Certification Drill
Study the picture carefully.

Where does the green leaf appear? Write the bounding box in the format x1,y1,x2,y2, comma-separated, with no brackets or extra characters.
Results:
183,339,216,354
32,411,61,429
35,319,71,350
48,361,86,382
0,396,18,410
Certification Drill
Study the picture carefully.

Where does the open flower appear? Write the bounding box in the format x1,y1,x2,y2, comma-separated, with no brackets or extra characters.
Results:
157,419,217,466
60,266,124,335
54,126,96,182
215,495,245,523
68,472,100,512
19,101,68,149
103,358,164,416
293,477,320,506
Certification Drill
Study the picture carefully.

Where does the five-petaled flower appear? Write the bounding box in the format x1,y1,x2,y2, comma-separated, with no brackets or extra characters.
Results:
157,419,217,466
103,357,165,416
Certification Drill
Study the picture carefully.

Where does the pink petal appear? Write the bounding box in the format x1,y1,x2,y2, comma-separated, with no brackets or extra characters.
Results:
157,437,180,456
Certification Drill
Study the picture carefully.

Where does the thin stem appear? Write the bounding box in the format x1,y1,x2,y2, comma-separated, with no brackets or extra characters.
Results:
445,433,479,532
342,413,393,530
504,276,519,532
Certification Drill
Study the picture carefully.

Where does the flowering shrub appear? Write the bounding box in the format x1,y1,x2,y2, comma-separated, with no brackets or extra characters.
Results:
****
ACTIVITY ::
Please return the lines above exactly, from the first one down to the line with "Where does the open", and stop after that line.

TASK RESPONSE ::
Certification Drill
Study the picture carefully.

Where does the green leaf appear? Write the bounding box in the format x1,y1,x2,y2, comma-separated, with no brackets or extra characters.
Results:
183,339,216,354
32,411,61,429
35,319,71,350
48,361,86,382
0,396,18,410
Certification Drill
Study the picture carefully.

Where does the open flower appear? Write the bounding box in the format x1,y1,x2,y2, comma-separated, with no brackets or extra characters.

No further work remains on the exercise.